● TO DO: Retype every entry below character for character, without changing anything.

________________________

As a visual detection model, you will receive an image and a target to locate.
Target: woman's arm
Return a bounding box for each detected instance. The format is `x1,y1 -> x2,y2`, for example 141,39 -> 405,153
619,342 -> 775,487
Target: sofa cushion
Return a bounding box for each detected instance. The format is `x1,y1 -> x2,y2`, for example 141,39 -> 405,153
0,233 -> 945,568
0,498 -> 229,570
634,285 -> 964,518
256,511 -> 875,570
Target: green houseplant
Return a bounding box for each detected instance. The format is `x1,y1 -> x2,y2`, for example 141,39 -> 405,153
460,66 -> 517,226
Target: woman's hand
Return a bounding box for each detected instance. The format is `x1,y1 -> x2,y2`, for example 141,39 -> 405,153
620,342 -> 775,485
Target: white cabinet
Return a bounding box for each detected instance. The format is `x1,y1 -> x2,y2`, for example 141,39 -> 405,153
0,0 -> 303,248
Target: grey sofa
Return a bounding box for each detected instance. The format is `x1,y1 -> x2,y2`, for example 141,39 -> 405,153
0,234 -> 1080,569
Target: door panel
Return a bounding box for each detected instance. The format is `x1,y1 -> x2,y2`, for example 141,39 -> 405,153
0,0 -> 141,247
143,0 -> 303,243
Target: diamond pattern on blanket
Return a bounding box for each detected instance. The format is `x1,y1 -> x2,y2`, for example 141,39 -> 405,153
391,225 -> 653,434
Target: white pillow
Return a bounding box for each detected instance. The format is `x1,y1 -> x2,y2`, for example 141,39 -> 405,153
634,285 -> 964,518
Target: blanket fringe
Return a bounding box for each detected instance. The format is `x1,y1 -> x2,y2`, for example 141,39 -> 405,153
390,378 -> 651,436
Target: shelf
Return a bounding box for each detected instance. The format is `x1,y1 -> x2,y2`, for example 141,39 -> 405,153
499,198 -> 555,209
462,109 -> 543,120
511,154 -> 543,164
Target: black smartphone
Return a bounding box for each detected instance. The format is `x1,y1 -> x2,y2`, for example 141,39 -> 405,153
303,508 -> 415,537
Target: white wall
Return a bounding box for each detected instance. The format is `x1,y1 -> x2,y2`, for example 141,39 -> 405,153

________________________

● RESULT FOR THIS TASK:
As a visual detection model, you will receive an image and a target to locate.
Target: woman's arm
Return a bounding box for each detected instance. The format is `x1,y1 -> x2,y2`, for example 141,39 -> 405,153
619,342 -> 775,487
Target: sofa cushion
Return a bounding box for each detected instance. The format is `x1,y1 -> x2,y2`, for example 141,39 -> 405,153
0,233 -> 945,568
0,498 -> 229,570
634,285 -> 964,518
256,511 -> 875,570
Target: green houseplant
Return a bounding box for each detected instance. The format is `x1,y1 -> x2,y2`, for example 141,39 -> 405,153
460,66 -> 517,226
Target: woman's hand
Return a bounding box for each detected instance. The format is `x1,y1 -> x2,y2`, for example 141,39 -> 405,153
620,342 -> 775,485
Target: white cabinet
Return a bounding box for each detected instance. The format is `x1,y1 -> x2,y2`, for example 141,39 -> 405,153
0,0 -> 303,248
Target: grey sofa
Return a bounding box for each detected instance. The format is `x1,y1 -> x2,y2`, for example 141,39 -> 405,153
0,234 -> 1080,569
Target: door panel
Return a bounding box for each detected instance. The format is `x1,y1 -> x2,y2`, for example 141,39 -> 405,153
0,0 -> 141,247
143,0 -> 303,243
Target: diamond pattern on blanket
Return a bounding box for each detected instance. The format is `x1,y1 -> x2,y2`, for example 141,39 -> 405,153
391,225 -> 653,434
Target: white pillow
Return a bounding box for each detected instance. The format is `x1,y1 -> x2,y2`, for example 141,39 -> 405,153
634,285 -> 964,518
Target: blanket fringe
Return a bounding box for each detected instance. The format is `x1,y1 -> x2,y2`, for example 141,39 -> 405,153
390,378 -> 651,436
Target: shelf
Return a bounding box for each detected instance. The format is `x1,y1 -> x2,y2`, for example 141,39 -> 405,153
499,198 -> 555,209
462,109 -> 543,120
511,154 -> 543,164
Target: black smartphone
Return a bounding box for each detected instance. The format is `x1,y1 -> x2,y2`, for example 141,39 -> 405,153
303,508 -> 415,537
Target: white wall
Return a bounding box for each detected instance. The format is `x1,y1 -> x2,y2`, for example 141,39 -> 405,153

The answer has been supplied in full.